*Text block*
--- start ---

Tuesday, November 25, 2014

Raja Diving

It's hard to capture the number and variety of fish, photos just aren't the same as being down there, surrounded by them. There are so many different kinds, so many colors and shapes.

And sometimes large schools of fish. Our dive guide circled round behind this school to "herd" them towards us. 

But it's not just the fish. There are so many other amazing things to see. This is a clam on a coral.

These huge stingrays were digging in the sand, probably eating the garden eels. There were holes all over the bottom from previous digging. The fish were hanging around - perhaps to get the leftovers.

When we arrived our dive guide asked if there was anything particular we wanted to see. We asked if there were sea horses here since we'd never seen any. He said there were lots and he would show us. But they are pygmy sea horses, less than half an inch and they blend in almost perfectly with the soft coral they are on. I'm not sure how he spotted them. I could barely see them even with him pointing directly to them. Sometimes I'd just take photos blindly, assuming there must be something where he was pointing!

spot the sea horse

Monday, November 24, 2014

Raja Ampat

Here's the view of our resort from the lookout spot just behind the resort with the dive boats at the end of the dock.

--- end ---

*Given records*
--- start ---

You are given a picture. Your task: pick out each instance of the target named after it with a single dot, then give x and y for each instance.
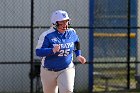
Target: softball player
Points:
(56, 47)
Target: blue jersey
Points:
(64, 57)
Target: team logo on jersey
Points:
(64, 15)
(54, 39)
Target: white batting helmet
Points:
(59, 15)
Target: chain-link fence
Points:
(111, 53)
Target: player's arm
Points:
(77, 48)
(78, 53)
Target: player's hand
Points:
(56, 48)
(81, 59)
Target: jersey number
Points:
(64, 52)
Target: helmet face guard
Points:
(59, 15)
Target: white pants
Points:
(64, 80)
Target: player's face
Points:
(63, 26)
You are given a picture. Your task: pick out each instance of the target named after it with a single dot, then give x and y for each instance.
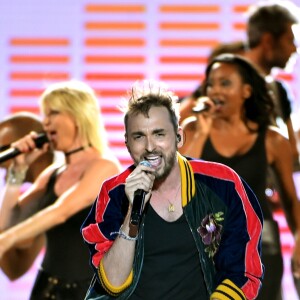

--- end ---

*Job*
Copy the passage of the diving blog text word for word, starting at "These huge stingrays" and ending at "get the leftovers.".

*The result*
These huge stingrays were digging in the sand, probably eating the garden eels. There were holes all over the bottom from previous digging. The fish were hanging around - perhaps to get the leftovers.